I dati dell'Agenzia del lavoro

Trento - Nato nei paesi del Nord Europa per favorire la partecipazione delle donne al mondo del lavoro, lo strumento del part-time ha evidenziato negli anni alcune criticità che hanno penalizzato proprio la componente femminile. Il tema è stato al centro oggi in Regione di un seminario dal titolo “Il Part-time fra luci e ombre” promosso da Agenzia del Lavoro, con TSM - Trentino School of Management, nell’ambito delle attività di TSM-LaReS, il Laboratorio Relazioni di Lavoro e Sindacali che svolge da anni un’importante e strategica attività di formazione per lo sviluppo delle competenze professionali di quanti in Trentino operano nell’ambito delle relazioni di lavoro.

Il presidente di TSM, Francesco Barone, ha sottolineato come i dati sull'occupazione nel 2024 siano ampiamente positivi seppur negli ultimi vent’anni in Italia vi sia stata una crescita di impieghi a tempo parziale, passati dal 12,4% del 2004 al 17,6% del 2023 e ad un aumento, tra questi, del numero di part time involontari, imposti da motivazioni varie, come la necessità di svolgere attività di cura nella propria vita privata o dalla indisponibilità dell’azienda a proporre contratti a tempo pieno per ragioni economiche o organizzative. "Questo significa - ha spiegato Barone - che le donne lavoratrici, che come dimostrano i dati ricorrono in misura tre volte superiore al part-time rispetto agli uomini, avranno meno opportunità di sviluppo professionale e un reddito più basso con una conseguente inferiore contribuzione previdenziale. Il part-time - ha concluso Barone - non può essere sostitutivo di altri strumenti di conciliazione perché altrimenti sì contrarrebbe ingiustamente il diritto al lavoro e a una retribuzione dignitosa e il primo comma dell'articolo 37 della nostra Costituzione - “La donna lavoratrice ha gli stessi diritti e, a parità di lavoro, le stesse retribuzioni che spettano al lavoratore - resterebbe lettera morta".
──────────────────────────────
▸ OBIETTIVO DICHIARATO 1: Riscrivi il brano sul part-time partendo da "Trento - Nato" e terminando con "relazioni di lavoro.", mettendo "convegno" al posto di "seminario".
▸ OBIETTIVO DICHIARATO 2: Nel brano sul part-time, quanto pesavano gli impieghi a tempo parziale in Italia nel 2004 e quanto nel 2023?
──────────────────────────────
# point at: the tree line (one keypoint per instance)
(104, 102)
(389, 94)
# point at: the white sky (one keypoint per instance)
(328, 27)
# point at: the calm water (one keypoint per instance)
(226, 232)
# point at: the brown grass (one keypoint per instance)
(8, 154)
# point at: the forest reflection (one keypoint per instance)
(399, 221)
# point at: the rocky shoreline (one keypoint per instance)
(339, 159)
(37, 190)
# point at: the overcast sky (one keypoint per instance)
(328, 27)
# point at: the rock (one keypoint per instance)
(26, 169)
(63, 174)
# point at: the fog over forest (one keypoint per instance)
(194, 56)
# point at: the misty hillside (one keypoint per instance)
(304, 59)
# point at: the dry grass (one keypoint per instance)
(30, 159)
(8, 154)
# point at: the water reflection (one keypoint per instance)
──────────────────────────────
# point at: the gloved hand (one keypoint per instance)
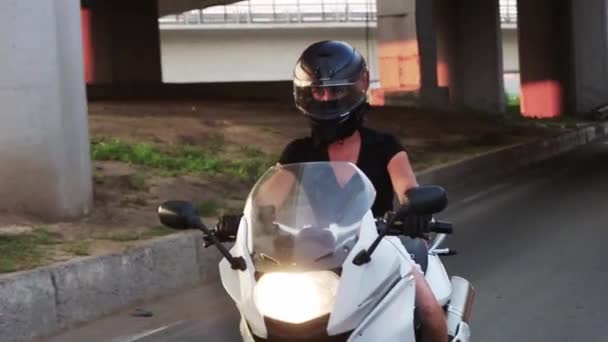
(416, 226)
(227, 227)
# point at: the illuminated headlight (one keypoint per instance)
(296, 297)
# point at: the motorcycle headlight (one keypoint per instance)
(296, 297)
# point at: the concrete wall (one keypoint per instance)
──────────────────────────────
▸ SOLUZIONE COMPLETA 1:
Trento - Nato nei paesi del Nord Europa per favorire la partecipazione delle donne al mondo del lavoro, lo strumento del part-time ha evidenziato negli anni alcune criticità che hanno penalizzato proprio la componente femminile. Il tema è stato al centro oggi in Regione di un convegno dal titolo “Il Part-time fra luci e ombre” promosso da Agenzia del Lavoro, con TSM - Trentino School of Management, nell’ambito delle attività di TSM-LaReS, il Laboratorio Relazioni di Lavoro e Sindacali che svolge da anni un’importante e strategica attività di formazione per lo sviluppo delle competenze professionali di quanti in Trentino operano nell’ambito delle relazioni di lavoro.

▸ SOLUZIONE COMPLETA 2: Il 12,4% nel 2004 e il 17,6% nel 2023.